## Set exercise 1
In the article on the Aurora theater shooting, how many people does the mayors coalition estimate the gun problem kills each day in the United States?
## Set exercise 2
From the article on the Aurora theater shooting, reproduce word for word the passage between "The mayors coalition has" and "of gun control.", inclusive.

## Document segment
Aurora theater shooting: Colorado members of Mayors Against Illegal Guns respond to tragedy

Golden Mayor Marjorie Sloan.jpeg
Golden Mayor Marjorie Sloan
Golden Mayor Marjorie Sloan, also a member of the mayors coalition, says that even though Colorado politicians are still processing this tragedy, it's an appropriate time to talk about gun control -- because the nation is paying attention.

"I know some have said that out of respect, we should not start to debate yet," Sloan acknowledges. "I think out of respect, we should start to debate this. Something positive should come from this terrible incident."

She adds, "I believe we should have been paying attention to this for a long time. We shouldn't have needed an incident like this."

Despite her stance, she says she is not critical of Governor John Hickenlooper who largely dodged questions of gun policy when asked about it in the immediate aftermath of the tragedy.

"The governor had just been visiting the families of the killed, dying and wounded, and I know he's a thoughtful person," Sloan says. "He will probably revisit this issue when he's not in the presence of horrendous actions...[of] a Colorado resident."

The mayors coalition has launched a petition targeting President Barack Obama and presumptive Republican presidential nominee Mitt Romney; it demands that they offer concrete solutions to the gun problem that kills 34 people a day in the United States, according to the group's estimate. Since the killings in Aurora, conversations have emerged about assault weapons, access to ammunition online, mental health and background checks and many other facets of gun control.

## Given data

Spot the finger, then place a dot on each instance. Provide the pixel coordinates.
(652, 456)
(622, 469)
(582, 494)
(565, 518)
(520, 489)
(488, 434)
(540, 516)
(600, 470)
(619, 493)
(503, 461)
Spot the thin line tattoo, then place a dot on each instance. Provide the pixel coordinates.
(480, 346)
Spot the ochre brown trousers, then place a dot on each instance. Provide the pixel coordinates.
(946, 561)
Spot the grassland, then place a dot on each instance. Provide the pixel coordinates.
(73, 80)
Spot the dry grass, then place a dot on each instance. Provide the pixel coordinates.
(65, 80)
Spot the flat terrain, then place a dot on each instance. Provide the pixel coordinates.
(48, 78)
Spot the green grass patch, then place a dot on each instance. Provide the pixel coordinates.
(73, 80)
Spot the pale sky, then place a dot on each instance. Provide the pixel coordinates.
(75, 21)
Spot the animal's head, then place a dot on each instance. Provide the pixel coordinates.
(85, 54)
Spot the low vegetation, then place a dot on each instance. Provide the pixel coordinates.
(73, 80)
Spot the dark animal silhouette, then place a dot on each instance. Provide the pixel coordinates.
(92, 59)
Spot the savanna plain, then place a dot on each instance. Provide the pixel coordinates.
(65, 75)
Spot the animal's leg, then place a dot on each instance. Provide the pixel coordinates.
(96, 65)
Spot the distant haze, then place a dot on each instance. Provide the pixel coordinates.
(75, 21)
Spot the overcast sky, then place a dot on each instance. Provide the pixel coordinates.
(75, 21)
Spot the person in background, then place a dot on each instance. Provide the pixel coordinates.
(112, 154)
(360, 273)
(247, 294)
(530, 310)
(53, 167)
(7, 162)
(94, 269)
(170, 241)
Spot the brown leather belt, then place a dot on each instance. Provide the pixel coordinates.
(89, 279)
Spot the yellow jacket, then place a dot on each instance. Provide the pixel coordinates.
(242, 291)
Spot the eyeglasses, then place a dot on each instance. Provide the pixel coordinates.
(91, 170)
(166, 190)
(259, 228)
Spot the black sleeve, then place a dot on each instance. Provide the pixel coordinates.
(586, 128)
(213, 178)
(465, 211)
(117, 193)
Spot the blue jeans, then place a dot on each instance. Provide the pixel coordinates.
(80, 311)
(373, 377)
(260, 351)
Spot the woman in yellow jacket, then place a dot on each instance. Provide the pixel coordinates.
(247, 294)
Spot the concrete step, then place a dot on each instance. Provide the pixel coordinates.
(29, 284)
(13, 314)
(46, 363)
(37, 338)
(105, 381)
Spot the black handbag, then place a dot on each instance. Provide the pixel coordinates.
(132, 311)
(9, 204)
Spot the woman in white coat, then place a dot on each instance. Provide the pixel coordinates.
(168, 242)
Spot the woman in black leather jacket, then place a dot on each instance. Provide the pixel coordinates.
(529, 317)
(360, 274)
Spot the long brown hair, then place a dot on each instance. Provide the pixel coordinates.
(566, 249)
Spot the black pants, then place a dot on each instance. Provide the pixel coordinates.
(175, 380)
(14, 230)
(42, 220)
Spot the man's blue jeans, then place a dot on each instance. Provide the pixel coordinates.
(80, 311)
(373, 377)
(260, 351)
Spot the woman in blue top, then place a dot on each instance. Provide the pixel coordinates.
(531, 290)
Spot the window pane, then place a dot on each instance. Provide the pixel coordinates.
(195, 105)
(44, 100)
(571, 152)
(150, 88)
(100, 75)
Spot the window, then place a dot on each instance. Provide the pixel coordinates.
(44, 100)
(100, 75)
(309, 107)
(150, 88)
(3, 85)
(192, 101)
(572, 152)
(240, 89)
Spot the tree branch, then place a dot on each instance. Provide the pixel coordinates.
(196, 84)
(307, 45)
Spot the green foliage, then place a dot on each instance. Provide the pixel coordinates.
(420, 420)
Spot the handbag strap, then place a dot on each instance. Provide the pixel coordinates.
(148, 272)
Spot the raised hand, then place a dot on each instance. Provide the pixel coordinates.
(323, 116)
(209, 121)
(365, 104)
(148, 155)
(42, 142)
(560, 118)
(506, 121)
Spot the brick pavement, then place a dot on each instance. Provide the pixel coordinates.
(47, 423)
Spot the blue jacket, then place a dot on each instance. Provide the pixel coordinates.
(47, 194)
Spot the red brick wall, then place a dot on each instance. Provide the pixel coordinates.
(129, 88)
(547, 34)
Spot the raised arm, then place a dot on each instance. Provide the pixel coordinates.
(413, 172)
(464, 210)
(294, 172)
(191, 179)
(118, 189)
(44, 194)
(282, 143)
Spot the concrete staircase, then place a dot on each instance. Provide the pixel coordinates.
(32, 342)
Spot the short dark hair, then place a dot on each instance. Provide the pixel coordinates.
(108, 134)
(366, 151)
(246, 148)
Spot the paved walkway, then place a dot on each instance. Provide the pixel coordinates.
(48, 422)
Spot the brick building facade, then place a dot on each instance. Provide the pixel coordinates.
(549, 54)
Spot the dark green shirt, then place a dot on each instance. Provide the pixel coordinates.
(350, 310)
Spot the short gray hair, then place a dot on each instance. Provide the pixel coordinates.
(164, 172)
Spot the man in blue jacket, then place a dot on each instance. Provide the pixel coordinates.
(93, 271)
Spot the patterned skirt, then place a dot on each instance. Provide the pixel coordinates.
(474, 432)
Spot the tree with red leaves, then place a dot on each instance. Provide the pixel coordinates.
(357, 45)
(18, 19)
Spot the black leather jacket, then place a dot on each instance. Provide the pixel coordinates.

## Correct answer 1
34 people a day.

## Correct answer 2
The mayors coalition has launched a petition targeting President Barack Obama and presumptive Republican presidential nominee Mitt Romney; it demands that they offer concrete solutions to the gun problem that kills 34 people a day in the United States, according to the group's estimate. Since the killings in Aurora, conversations have emerged about assault weapons, access to ammunition online, mental health and background checks and many other facets of gun control.